## begin SUPPLIED DATA
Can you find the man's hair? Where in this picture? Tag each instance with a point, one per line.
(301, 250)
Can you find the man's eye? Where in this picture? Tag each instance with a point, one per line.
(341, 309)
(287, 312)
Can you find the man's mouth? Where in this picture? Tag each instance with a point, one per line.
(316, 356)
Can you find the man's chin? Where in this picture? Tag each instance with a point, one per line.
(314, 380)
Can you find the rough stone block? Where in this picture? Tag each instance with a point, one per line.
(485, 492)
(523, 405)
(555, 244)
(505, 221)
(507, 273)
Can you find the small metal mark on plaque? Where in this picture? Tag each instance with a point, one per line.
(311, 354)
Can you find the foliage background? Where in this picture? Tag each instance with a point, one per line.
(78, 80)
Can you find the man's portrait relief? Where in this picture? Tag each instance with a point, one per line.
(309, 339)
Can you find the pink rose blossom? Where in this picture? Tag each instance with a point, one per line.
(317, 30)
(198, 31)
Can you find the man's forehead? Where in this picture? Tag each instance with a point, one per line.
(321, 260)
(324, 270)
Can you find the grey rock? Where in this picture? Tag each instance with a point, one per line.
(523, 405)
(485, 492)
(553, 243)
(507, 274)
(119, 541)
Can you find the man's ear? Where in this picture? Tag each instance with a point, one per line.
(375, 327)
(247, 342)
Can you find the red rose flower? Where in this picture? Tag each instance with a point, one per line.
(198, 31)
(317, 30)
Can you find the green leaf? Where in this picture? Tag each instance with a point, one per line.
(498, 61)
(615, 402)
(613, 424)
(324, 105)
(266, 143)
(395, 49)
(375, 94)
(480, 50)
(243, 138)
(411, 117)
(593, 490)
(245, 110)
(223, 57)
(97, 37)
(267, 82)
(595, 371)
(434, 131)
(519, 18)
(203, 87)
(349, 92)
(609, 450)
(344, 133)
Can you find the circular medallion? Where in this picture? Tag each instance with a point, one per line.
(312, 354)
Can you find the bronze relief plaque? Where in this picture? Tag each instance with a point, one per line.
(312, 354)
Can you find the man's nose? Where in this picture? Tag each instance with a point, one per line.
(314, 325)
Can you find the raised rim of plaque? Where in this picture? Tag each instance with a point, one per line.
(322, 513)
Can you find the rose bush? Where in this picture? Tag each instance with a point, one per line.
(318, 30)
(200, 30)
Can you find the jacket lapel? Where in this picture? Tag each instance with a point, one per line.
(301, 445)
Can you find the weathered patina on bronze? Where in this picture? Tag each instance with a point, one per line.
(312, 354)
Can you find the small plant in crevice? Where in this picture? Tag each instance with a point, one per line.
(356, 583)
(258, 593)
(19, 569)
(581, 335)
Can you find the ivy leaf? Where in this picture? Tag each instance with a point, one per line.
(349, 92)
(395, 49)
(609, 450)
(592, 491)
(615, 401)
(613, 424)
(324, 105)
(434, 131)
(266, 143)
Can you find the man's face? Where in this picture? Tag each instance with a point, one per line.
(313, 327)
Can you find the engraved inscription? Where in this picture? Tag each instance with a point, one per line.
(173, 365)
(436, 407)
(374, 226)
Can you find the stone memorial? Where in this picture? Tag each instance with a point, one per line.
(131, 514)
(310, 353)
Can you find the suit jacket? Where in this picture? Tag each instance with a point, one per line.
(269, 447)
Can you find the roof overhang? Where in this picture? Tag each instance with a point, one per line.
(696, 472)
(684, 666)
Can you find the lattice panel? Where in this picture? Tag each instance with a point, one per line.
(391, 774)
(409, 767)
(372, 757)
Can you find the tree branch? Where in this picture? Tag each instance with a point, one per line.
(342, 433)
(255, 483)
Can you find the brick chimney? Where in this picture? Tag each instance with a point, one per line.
## end SUPPLIED DATA
Render every line of the records above as a JSON array of strings, one string per line, leaving out any blank lines.

» SOLUTION TO THE PROBLEM
[
  "Can you find the man's hair? Where in this picture? Tag each instance with a point, one per line.",
  "(301, 250)",
  "Can you find the man's eye? Where in this picture? Tag each instance with a point, one per line.",
  "(341, 309)",
  "(287, 312)",
  "Can you find the man's mouth? Where in this picture? Tag each instance with a point, one per line.",
  "(316, 356)",
  "Can you find the man's chin? Where in this picture? Tag each instance with a point, one per line.",
  "(314, 380)",
  "Can you find the rough stone block? Where in this picture? Tag each instance with a point, one per line.",
  "(485, 492)",
  "(523, 405)",
  "(555, 244)",
  "(505, 221)",
  "(507, 273)",
  "Can you find the small metal mark on plaque? Where in this picture? Tag each instance with a point, one per line.",
  "(311, 354)",
  "Can you find the foliage background? Where in this picture? Tag each instance with a point, one per line.",
  "(78, 80)",
  "Can you find the man's portrait relief? Where in this picture? Tag each instance with a point, one per line.",
  "(309, 339)",
  "Can you find the pink rose blossom? Where in this picture? Tag each instance with a point, one per line.",
  "(317, 30)",
  "(198, 31)",
  "Can you find the man's forehead? Where in this picture? Tag each instance with a point, one per line.",
  "(321, 260)",
  "(324, 270)",
  "Can you find the grey rock? Where in this picture? Tag each instance with a point, one per line.",
  "(523, 405)",
  "(485, 492)",
  "(553, 243)",
  "(507, 274)",
  "(119, 541)",
  "Can you find the man's ear? Where in this picture? Tag each instance with a point, one per line.",
  "(375, 327)",
  "(247, 342)",
  "Can you find the red rose flower? Where in this picture? Tag each instance with a point, one per line.",
  "(198, 31)",
  "(317, 30)",
  "Can you find the green leaf? Where in this picture? Tag each instance with a point, one per line.",
  "(498, 61)",
  "(615, 402)",
  "(613, 424)",
  "(324, 105)",
  "(266, 143)",
  "(395, 49)",
  "(375, 94)",
  "(480, 50)",
  "(243, 138)",
  "(411, 117)",
  "(593, 490)",
  "(245, 110)",
  "(223, 57)",
  "(97, 37)",
  "(267, 82)",
  "(595, 371)",
  "(434, 131)",
  "(519, 18)",
  "(203, 87)",
  "(349, 92)",
  "(609, 450)",
  "(344, 133)",
  "Can you find the circular medallion? Where in this picture? Tag each instance with a point, one per line.",
  "(312, 354)",
  "Can you find the bronze relief plaque? Where in this picture? Tag each instance with a point, one per line.",
  "(312, 354)",
  "Can you find the man's nose? Where in this picture? Tag each instance with a point, one per line.",
  "(314, 325)",
  "Can you find the raised rim of plaque? Where in this picture? Tag each instance with a point, one per line.",
  "(322, 513)",
  "Can you find the rose bush? Where in this picture? Tag each instance with a point, one per line.",
  "(318, 30)",
  "(200, 30)",
  "Can you find the jacket lapel? Where in this picture? Tag each instance with a point, one per line.",
  "(301, 445)",
  "Can you find the weathered patina on bronze? Where in this picture? Tag each instance with a point, one per line.",
  "(312, 354)",
  "Can you find the small plant in crevice? Where in this picture? Tag each instance with a point, one per line.",
  "(356, 583)",
  "(258, 593)",
  "(19, 569)",
  "(581, 335)",
  "Can you find the ivy leaf? Where in this picture? Tag each instance with a point, one per line.",
  "(349, 92)",
  "(395, 49)",
  "(609, 450)",
  "(592, 491)",
  "(615, 401)",
  "(613, 424)",
  "(324, 105)",
  "(434, 131)",
  "(266, 143)",
  "Can you find the man's face? Where in this picture? Tag each instance with a point, one per line.",
  "(313, 327)",
  "Can you find the engraved inscription? Where in this picture? Tag each instance with a point, one per line.",
  "(173, 365)",
  "(436, 407)",
  "(374, 226)",
  "Can you find the stone memorial? Where in this picture? Tag each instance with a point, one per line.",
  "(131, 514)",
  "(310, 353)",
  "Can you find the suit jacket? Where in this picture? Tag each instance with a point, one per line.",
  "(269, 447)",
  "Can you find the roof overhang? Where in this picture? Tag each instance with a point, one per line.",
  "(696, 472)",
  "(684, 666)",
  "Can you find the lattice panel? Where in this picture? Tag each instance with a point, one per line.",
  "(391, 774)",
  "(409, 767)",
  "(372, 757)",
  "Can you find the tree branch? Where in this picture? Tag each instance with a point, one per line.",
  "(342, 433)",
  "(255, 483)",
  "Can you find the brick chimney? Where in this picture? Tag each instance with a point, one per line."
]